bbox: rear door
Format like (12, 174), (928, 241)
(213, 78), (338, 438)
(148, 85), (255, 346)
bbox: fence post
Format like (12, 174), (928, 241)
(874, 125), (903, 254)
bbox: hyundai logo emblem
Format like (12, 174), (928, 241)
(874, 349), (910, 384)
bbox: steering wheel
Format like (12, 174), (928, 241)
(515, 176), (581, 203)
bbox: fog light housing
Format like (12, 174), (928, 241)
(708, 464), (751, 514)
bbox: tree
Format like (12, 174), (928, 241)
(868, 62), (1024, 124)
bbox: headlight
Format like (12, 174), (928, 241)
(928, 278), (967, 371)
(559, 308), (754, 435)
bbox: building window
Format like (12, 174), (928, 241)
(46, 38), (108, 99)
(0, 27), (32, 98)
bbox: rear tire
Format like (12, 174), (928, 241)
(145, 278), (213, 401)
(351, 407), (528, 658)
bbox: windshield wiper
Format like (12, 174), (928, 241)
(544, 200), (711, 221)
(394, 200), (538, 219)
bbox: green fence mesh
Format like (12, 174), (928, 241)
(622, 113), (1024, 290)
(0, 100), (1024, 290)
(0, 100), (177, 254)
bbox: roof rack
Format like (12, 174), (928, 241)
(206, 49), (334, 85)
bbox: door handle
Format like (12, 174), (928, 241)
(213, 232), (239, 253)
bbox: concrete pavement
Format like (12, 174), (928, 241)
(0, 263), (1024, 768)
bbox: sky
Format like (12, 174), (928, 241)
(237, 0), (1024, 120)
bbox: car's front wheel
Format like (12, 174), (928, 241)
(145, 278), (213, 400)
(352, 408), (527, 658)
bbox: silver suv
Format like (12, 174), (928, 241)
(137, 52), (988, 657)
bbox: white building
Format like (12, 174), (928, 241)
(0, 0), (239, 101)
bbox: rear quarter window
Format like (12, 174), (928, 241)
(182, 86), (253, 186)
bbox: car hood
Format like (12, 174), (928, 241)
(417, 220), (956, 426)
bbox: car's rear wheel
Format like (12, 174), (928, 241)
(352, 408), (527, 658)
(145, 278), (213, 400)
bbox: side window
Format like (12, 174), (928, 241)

******

» STATED EXERCISE: Reproduce the listing above word for word, from its first line to its last.

» EXERCISE RESULT:
bbox: rear door
Format like (12, 174), (928, 241)
(213, 78), (338, 438)
(148, 85), (255, 346)
bbox: fence post
Format like (12, 174), (928, 241)
(874, 125), (903, 254)
bbox: hyundai logo emblem
Format like (12, 174), (928, 241)
(874, 349), (910, 384)
bbox: steering wheel
Format like (12, 174), (928, 241)
(515, 176), (581, 203)
bbox: fog light housing
Format like (12, 174), (928, 241)
(708, 464), (751, 514)
bbox: tree
Format like (12, 174), (928, 241)
(868, 62), (1024, 124)
bbox: headlight
Format like (12, 174), (928, 241)
(928, 278), (967, 371)
(559, 308), (754, 435)
bbox: building window
Format like (12, 174), (928, 241)
(46, 38), (108, 99)
(0, 27), (32, 98)
bbox: rear tire
Format like (12, 174), (928, 241)
(145, 278), (213, 401)
(351, 407), (528, 658)
bbox: windshield wiper
Format like (12, 174), (928, 241)
(544, 200), (711, 221)
(394, 200), (538, 219)
bbox: green fence mesh
Format like (12, 174), (928, 241)
(622, 113), (1024, 290)
(0, 100), (1024, 290)
(0, 100), (177, 254)
bbox: roof rack
Format like (12, 174), (928, 241)
(206, 49), (334, 85)
bbox: door handle
Format like (12, 174), (928, 241)
(213, 232), (239, 253)
bbox: concrete pavement
Format like (12, 174), (928, 241)
(0, 263), (1024, 768)
bbox: sky
Format like (12, 174), (928, 241)
(237, 0), (1024, 120)
bbox: car's front wheel
Format like (12, 174), (928, 241)
(145, 278), (213, 400)
(352, 408), (527, 658)
bbox: silver suv
Format like (12, 174), (928, 241)
(137, 52), (988, 657)
bbox: white building
Format like (12, 174), (928, 241)
(0, 0), (239, 101)
bbox: rear quarter window
Format like (12, 174), (928, 241)
(182, 86), (253, 186)
bbox: car hood
Format like (12, 174), (928, 241)
(417, 220), (956, 426)
bbox: car's rear wheel
Format like (12, 174), (928, 241)
(352, 408), (527, 658)
(145, 278), (213, 400)
bbox: side window
Format like (12, 174), (928, 241)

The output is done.